◆ **Exercise requirements**:
**a)** Retype the op-ed on California's economic recovery from "Even before the" to "recovery for all.".
**b)** Extend the op-ed on equity in California's economic recovery by writing what follows its final sentence.

Governor’s task force report emphasizes a strong and resilient economy must have equity at its core – prioritizing communities that have been left behind.
By Julie A. Su, Special to CalMatters
Julie A. Su is the Secretary for the California Labor and Workforce Development Agency, Communications@labor.ca.gov.
In times of economic crisis and high unemployment, we often hear “any job is a good job.” But, is it?
Even before the pandemic, during California’s record-breaking 120 months of economic growth, one-third of California’s workers made less than $15 an hour, with workers of color disproportionately represented in these low-wage jobs. Put another way, jobs were exacerbating racial inequality, and too few Californians had a good job. The pandemic exposed and accelerated these inequities.
We must do better. Being a part of Gov. Gavin Newsom’s Task Force on Business and Jobs Recovery, I got to work with more than 100 of California’s and the nation’s top minds to develop initiatives for a strong economic recovery for all.
Our recently released report embraces the fundamental truth that a strong and resilient economy must have equity at its core – prioritizing communities too long left behind, who are now the ones most affected by COVID-19 and the pandemic-induced recession. The health of our economy, like the health of our families and communities, relies on us recovering together.

Collected data entries
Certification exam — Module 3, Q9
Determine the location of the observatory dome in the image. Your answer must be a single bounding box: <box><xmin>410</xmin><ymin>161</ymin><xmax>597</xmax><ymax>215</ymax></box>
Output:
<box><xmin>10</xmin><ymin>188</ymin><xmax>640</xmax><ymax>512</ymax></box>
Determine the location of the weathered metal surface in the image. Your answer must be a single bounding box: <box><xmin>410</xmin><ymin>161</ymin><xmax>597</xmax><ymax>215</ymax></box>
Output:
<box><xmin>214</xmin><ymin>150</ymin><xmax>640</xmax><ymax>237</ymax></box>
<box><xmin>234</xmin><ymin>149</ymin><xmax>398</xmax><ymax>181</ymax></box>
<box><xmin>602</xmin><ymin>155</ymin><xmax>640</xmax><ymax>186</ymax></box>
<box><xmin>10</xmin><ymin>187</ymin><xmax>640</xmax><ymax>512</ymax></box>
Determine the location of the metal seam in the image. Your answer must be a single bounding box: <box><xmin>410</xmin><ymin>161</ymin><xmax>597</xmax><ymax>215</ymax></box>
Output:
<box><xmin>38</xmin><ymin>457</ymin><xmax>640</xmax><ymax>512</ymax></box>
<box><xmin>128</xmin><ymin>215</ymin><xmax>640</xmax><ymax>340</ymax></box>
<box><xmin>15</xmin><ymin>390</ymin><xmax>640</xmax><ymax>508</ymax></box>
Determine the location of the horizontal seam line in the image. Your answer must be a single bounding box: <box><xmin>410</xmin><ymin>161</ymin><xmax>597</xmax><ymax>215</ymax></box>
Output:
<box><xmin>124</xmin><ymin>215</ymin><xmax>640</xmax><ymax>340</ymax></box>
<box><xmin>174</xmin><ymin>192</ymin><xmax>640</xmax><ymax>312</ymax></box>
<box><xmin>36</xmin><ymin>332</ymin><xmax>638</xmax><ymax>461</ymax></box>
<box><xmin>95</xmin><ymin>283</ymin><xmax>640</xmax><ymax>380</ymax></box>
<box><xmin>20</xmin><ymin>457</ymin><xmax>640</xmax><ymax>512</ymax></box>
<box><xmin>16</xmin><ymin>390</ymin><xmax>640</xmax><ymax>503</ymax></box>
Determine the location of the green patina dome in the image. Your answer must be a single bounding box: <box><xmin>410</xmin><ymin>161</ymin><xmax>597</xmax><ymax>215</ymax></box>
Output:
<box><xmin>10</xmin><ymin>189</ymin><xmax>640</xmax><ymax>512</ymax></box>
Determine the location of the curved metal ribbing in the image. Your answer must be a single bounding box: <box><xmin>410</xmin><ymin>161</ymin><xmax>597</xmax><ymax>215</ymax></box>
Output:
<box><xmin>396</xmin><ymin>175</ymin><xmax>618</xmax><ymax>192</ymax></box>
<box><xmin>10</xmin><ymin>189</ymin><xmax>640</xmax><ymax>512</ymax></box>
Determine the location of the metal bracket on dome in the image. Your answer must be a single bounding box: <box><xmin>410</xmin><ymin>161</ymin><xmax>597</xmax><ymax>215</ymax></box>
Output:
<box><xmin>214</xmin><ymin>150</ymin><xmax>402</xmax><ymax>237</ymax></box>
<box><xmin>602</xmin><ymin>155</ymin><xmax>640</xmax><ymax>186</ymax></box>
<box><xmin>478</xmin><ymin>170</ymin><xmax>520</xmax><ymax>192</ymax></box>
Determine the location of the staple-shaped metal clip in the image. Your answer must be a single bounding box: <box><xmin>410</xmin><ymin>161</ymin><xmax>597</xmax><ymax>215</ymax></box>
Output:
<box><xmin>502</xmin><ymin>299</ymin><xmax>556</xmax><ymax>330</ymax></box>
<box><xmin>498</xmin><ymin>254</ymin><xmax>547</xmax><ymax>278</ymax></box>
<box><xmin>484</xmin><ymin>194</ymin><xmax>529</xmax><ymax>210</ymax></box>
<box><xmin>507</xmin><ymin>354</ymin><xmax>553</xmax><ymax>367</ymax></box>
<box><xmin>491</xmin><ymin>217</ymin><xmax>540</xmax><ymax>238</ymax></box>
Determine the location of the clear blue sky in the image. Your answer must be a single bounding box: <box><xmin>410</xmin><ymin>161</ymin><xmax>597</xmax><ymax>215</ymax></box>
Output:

◆ **Answers to this exercise**:
**a)**
Even before the pandemic, during California’s record-breaking 120 months of economic growth, one-third of California’s workers made less than $15 an hour, with workers of color disproportionately represented in these low-wage jobs. Put another way, jobs were exacerbating racial inequality, and too few Californians had a good job. The pandemic exposed and accelerated these inequities.
We must do better. Being a part of Gov. Gavin Newsom’s Task Force on Business and Jobs Recovery, I got to work with more than 100 of California’s and the nation’s top minds to develop initiatives for a strong economic recovery for all.

**b)**
This is why California adopted the first-in-the-nation health equity metric, where counties are evaluated not just on overall COVID-19 rates but on their success in preventing and mitigating the spread among the most vulnerable Californians.
This is why we have focused on investment in our youth. Studies show the devastating impact on young people, particularly youth of color, who come of age during times of high unemployment and economic recession. In the short-term, they encounter more competition for limited jobs. But even more distressing, they face lower lifetime earnings, decreased retirement savings and even lower mortality rates.
To secure their future and ours, we are launching a multi-pronged effort focused on job creation, training and experience, professional networks and leadership opportunities for young Californians who face the greatest barriers to employment.
With every policy priority, there is an opportunity to invest in California businesses and workers by creating more quality jobs. With the Task Force’s guidance, Newsom accelerated the transition to a low-carbon economy by setting requirements for zero-emissions vehicles. In addition to addressing climate change, this action is a chance to create thousands of high-quality, well-paying jobs in manufacturing, green energy technology and related changes in how we live and move.
This will be a huge economic boost for families and communities; quality jobs put hard-earned money in the pockets of middle- and lower-income workers who invest those dollars back into the economy when they pay their bills, buy groceries and support local businesses.
These priorities, and others in the report, are models for the nation. California can emerge as a more just and prosperous state, with higher-wage, stable jobs and high-road, resilient businesses. This starts with improving the jobs we have and expanding quality jobs in growth industries.
We know employers want a well-trained and competitive workforce and that businesses reap the benefits of investments in their workers many times over in greater retention and employee satisfaction. The task force’s initiatives expand our economic recovery and help people achieve their fair share in the economy, increasing consumer spending and shortening the pandemic-induced recession.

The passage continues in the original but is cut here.